(Source information Opens)
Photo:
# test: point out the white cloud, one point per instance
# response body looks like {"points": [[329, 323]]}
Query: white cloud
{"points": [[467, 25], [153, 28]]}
(Source information Closes)
● How to complete this task
Every line of the listing above is to be written out again exactly.

● Reply to the exercise
Photo:
# test: point out the white cloud, one point per instance
# response body looks like {"points": [[329, 323]]}
Query: white cloud
{"points": [[467, 25], [153, 28]]}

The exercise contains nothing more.